Named-object pointing records
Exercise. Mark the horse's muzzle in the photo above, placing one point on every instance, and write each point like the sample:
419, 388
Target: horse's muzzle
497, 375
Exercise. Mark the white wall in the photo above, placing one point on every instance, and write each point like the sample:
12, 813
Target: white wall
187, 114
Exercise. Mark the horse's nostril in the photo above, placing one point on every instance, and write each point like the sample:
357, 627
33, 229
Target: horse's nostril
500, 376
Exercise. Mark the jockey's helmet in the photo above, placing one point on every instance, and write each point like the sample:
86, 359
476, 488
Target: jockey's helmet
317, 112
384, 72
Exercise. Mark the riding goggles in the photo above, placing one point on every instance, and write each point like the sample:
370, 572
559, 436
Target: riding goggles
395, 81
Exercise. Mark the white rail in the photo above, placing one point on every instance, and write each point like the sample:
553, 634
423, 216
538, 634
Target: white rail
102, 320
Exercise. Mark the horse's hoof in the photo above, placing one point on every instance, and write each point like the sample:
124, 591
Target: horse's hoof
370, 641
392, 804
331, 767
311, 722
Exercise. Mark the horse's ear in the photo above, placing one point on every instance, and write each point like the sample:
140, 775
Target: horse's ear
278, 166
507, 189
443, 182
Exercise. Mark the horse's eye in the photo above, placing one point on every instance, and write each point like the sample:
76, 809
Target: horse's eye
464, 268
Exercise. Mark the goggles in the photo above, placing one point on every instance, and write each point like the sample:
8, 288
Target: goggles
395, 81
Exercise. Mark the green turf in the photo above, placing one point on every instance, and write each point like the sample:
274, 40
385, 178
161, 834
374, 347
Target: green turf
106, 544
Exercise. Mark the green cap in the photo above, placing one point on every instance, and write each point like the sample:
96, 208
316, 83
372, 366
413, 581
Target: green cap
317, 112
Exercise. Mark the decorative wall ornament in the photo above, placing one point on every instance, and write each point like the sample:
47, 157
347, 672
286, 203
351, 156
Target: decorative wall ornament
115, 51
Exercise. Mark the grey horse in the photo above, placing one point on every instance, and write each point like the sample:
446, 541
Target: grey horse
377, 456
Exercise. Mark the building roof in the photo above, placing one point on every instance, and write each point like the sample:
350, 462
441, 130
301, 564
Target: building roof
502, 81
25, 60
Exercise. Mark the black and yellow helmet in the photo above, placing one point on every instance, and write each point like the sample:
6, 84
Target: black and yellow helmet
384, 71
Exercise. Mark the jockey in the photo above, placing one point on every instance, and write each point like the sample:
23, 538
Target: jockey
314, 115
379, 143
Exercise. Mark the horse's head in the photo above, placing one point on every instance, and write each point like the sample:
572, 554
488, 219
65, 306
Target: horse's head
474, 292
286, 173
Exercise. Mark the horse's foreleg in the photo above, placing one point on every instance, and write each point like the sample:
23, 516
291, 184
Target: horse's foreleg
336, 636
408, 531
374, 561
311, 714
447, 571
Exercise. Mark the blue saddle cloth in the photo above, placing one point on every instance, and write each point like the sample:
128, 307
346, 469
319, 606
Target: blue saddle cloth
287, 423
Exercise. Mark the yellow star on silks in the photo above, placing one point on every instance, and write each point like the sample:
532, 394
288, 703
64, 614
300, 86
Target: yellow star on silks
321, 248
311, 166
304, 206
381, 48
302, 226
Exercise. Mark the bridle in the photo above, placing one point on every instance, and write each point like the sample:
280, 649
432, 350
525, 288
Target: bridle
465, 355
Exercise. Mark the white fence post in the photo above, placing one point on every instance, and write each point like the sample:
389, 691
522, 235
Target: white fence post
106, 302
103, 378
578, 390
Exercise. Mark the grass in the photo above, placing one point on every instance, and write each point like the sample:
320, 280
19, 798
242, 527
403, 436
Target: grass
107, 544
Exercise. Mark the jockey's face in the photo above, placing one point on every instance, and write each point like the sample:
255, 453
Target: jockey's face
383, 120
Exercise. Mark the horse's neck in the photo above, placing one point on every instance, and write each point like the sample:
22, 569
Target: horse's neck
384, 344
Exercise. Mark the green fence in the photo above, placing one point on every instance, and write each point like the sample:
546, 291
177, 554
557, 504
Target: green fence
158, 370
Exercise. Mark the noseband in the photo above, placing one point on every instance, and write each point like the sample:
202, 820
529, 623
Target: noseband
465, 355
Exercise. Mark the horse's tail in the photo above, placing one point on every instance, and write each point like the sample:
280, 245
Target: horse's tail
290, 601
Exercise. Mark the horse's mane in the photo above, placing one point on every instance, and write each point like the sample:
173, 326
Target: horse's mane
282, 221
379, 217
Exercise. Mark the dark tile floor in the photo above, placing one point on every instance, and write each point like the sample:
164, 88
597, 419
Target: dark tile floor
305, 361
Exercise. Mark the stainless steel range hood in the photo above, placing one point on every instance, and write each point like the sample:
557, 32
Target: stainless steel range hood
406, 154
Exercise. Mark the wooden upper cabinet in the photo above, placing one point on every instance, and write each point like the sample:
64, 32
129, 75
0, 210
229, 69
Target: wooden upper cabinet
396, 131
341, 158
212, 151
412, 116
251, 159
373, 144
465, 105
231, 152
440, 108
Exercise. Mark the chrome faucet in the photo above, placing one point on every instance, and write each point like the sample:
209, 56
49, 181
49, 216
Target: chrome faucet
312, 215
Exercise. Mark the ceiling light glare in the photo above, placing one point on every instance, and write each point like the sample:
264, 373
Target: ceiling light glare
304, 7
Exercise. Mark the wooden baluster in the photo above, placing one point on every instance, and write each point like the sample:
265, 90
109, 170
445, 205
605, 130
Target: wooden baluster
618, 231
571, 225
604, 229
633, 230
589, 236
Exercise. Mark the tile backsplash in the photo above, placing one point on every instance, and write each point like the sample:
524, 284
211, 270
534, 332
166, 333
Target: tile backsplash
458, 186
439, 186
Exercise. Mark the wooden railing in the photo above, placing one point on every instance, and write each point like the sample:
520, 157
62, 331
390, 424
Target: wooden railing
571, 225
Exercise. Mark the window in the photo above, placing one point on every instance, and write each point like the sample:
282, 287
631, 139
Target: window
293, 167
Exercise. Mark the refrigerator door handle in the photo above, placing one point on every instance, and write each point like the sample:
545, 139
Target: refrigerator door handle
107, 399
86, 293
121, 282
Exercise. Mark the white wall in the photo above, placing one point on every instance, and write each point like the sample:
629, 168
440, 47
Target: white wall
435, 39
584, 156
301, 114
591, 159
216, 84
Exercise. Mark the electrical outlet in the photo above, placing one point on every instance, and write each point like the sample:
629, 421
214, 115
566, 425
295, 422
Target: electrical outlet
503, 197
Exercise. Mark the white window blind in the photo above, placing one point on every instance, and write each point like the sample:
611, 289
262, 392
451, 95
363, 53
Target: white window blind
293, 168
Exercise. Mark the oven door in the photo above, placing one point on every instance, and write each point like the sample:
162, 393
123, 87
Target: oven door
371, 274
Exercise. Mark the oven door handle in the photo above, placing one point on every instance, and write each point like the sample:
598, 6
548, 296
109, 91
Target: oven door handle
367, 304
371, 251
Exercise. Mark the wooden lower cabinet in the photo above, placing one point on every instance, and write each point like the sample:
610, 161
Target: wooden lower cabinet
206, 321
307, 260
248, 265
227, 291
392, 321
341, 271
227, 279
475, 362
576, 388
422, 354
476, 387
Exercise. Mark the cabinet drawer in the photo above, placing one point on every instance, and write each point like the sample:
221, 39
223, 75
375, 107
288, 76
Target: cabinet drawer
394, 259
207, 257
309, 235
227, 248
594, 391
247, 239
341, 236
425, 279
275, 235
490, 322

**Task instructions**.
Exactly reproduce the material above.

**Correct result**.
Exercise. Mark the horse's muzzle in the photo above, placing one point on every instance, and write each point like the sample:
419, 388
Target: horse's muzzle
497, 375
Exercise. Mark the white wall in the photo above, placing one point on every instance, and write each point like the sample:
12, 813
Target: white wall
187, 114
Exercise. Mark the horse's nostril in the photo above, placing one point on every instance, and write each point like the sample:
357, 627
33, 229
Target: horse's nostril
500, 376
Exercise. Mark the jockey's helmet in the photo above, placing one point on every instance, and write each point like the sample:
86, 359
476, 488
Target: jockey's helmet
317, 112
384, 72
Exercise. Mark the riding goggles in the photo above, placing one point on every instance, and write each point like the sample:
370, 572
559, 436
Target: riding goggles
395, 81
Exercise. Mark the white rail in the photo above, placing one point on every instance, and write each point like the sample:
553, 634
423, 216
538, 634
Target: white rail
102, 320
Exercise. Mark the horse's hoof in the photo above, placing one point on every instance, and write each point like the sample:
124, 591
Target: horse's hoof
370, 641
392, 804
331, 767
311, 722
Exercise. Mark the horse's ear in the photo above, placing one point on every instance, and write each point like the sample:
140, 775
Target: horse's ear
278, 166
507, 189
443, 182
Exercise. Mark the horse's eye in the photo above, placing one point on every instance, and write each point like the sample:
76, 809
Target: horse's eye
464, 268
Exercise. Mark the goggles in the photo above, placing one point on every instance, and write each point like the sample:
8, 288
Target: goggles
395, 81
Exercise. Mark the green turf in the photo above, placing one point on every instance, and write each point like the sample:
274, 40
385, 178
161, 834
374, 347
Target: green turf
106, 544
Exercise. Mark the green cap in the photo above, placing one point on every instance, and write each point like the sample:
96, 208
316, 83
372, 366
413, 581
Target: green cap
317, 112
Exercise. Mark the decorative wall ornament in the photo above, placing one point on every instance, and write each point like the sample:
47, 157
347, 672
286, 203
351, 156
Target: decorative wall ornament
115, 51
Exercise. Mark the grey horse in the photo above, placing one point on every instance, and write each point like the sample:
446, 541
Target: grey horse
377, 456
Exercise. Mark the building roof in the photo above, placing one point on every instance, and write each point like the sample:
350, 462
441, 130
301, 564
Target: building roof
502, 81
25, 60
Exercise. Mark the black and yellow helmet in the photo above, placing one point on every instance, and write each point like the sample:
6, 84
Target: black and yellow helmet
384, 71
Exercise. Mark the jockey in the photo above, placing one point on every instance, and write each point like the sample:
23, 538
Target: jockey
314, 115
379, 143
Exercise. Mark the horse's head in the photo above, placing one point on every instance, and write each point like the sample:
572, 554
488, 219
65, 306
Target: horse's head
474, 292
286, 173
Exercise. Mark the horse's foreleg in the photo above, placing one point on every instance, and write each point like the sample:
23, 516
291, 184
Target: horse's foreleg
336, 636
408, 531
374, 561
311, 714
447, 571
Exercise. Mark the blue saddle cloth in the photo above, placing one point on every instance, and write each point like the sample:
128, 307
346, 469
319, 606
Target: blue saddle cloth
287, 423
Exercise. Mark the yellow star on silks in the photo above, placing one point on every instance, and write each point like the sample:
532, 394
288, 703
64, 614
300, 86
Target: yellow star on silks
321, 248
311, 166
304, 206
381, 48
302, 226
Exercise. Mark the bridle in the photo above, placing one point on every instance, and write each point like the sample:
280, 649
432, 350
525, 288
Target: bridle
465, 355
Exercise. Mark the white fence post in the photo above, placing one point on every instance, and write each point like the sample:
389, 691
522, 235
Target: white fence post
106, 302
103, 378
578, 390
Exercise. Mark the grass in the photo above, placing one point on every instance, and write each point like the sample:
320, 280
19, 798
242, 527
403, 436
Target: grass
107, 544
Exercise. Mark the jockey's face in the photo above, placing one point on every instance, and write each point like the sample:
255, 453
Target: jockey's face
383, 120
Exercise. Mark the horse's neck in the photo above, placing one point on every instance, and write each point like the sample:
22, 569
Target: horse's neck
384, 344
Exercise. Mark the green fence in the photo above, placing one point on every instance, and write each point like the sample:
546, 291
177, 554
557, 504
Target: green fence
158, 370
Exercise. Mark the noseband in the photo above, placing one point on every instance, and write each point like the sample:
202, 820
529, 623
Target: noseband
465, 355
Exercise. Mark the horse's tail in the photo above, placing one point on every instance, and write each point like the sample:
280, 245
Target: horse's tail
290, 601
Exercise. Mark the horse's mane in the photo above, placing one point on every instance, and write each point like the sample:
173, 326
Target: horse's mane
282, 221
379, 217
Exercise. Mark the dark tile floor in the photo above, placing one point on every instance, and write each point like the sample:
164, 88
597, 419
Target: dark tile floor
305, 361
Exercise. Mark the stainless steel range hood in the photo above, placing one point on every instance, and write each point like the sample:
557, 32
Target: stainless steel range hood
406, 154
Exercise. Mark the wooden upper cabinet in the photo above, placing one point on every instance, and write each point like the sample:
64, 32
129, 75
0, 210
229, 69
Target: wooden upper cabinet
396, 131
341, 158
212, 151
412, 116
251, 159
373, 144
465, 105
231, 152
440, 108
Exercise. Mark the chrome faucet in the photo above, placing one point on every instance, and write each point like the sample:
209, 56
49, 181
49, 216
Target: chrome faucet
312, 215
Exercise. Mark the ceiling light glare in the photo above, placing one point on every instance, and write each point like the sample:
264, 373
Target: ceiling light glare
304, 7
Exercise. Mark the wooden baluster in the photo above, placing one point on every instance, and write each point like the sample:
265, 90
109, 170
445, 205
605, 130
Target: wooden baluster
618, 231
571, 225
604, 229
633, 230
589, 236
Exercise. Mark the tile backsplash in the photo above, placing one point on every instance, and write each point like the sample:
524, 284
211, 270
534, 332
166, 333
Target: tile backsplash
458, 186
439, 186
Exercise. Mark the wooden railing in the photo above, placing one point on every instance, and write each point like the sample:
520, 157
62, 331
390, 424
Target: wooden railing
571, 225
Exercise. Mark the window in the photo above, placing one point on every instance, and write each point like the sample:
282, 287
631, 139
Target: window
293, 167
Exercise. Mark the refrigerator door handle in the photo above, placing one point on every instance, and write each point like the sample:
545, 139
Target: refrigerator door handle
107, 399
86, 293
121, 282
Exercise. Mark the white wall in the photo above, placing one point on every instance, and write each point like the sample:
629, 168
440, 47
Target: white wall
435, 39
584, 156
301, 114
591, 159
216, 84
Exercise. Mark the electrical outlet in the photo above, placing one point on every instance, and write each point like the sample:
629, 421
214, 115
566, 425
295, 422
Target: electrical outlet
503, 197
Exercise. Mark the white window blind in the photo above, placing one point on every instance, and write each point like the sample:
611, 289
262, 392
451, 95
363, 53
Target: white window blind
293, 168
Exercise. Mark the oven door in the photo above, placing one point on every instance, and write each point like the sample:
162, 393
123, 87
Target: oven door
371, 274
Exercise. Mark the oven door handle in the photo above, placing one point on every instance, and write each point like the sample:
598, 6
548, 296
109, 91
Target: oven door handle
367, 304
371, 251
Exercise. Mark the wooden lower cabinet in the photo above, placing one point on every instance, and write each point like the sample:
610, 161
Target: wooden lower cabinet
206, 321
307, 260
248, 265
227, 291
392, 321
341, 271
227, 279
475, 362
576, 388
422, 354
476, 387
Exercise. Mark the cabinet drawer in the photo above, placing one point on every instance, and write each point like the sample:
221, 39
223, 75
375, 107
288, 76
Target: cabinet drawer
394, 259
207, 257
309, 235
227, 248
594, 391
247, 239
341, 236
425, 279
275, 235
490, 322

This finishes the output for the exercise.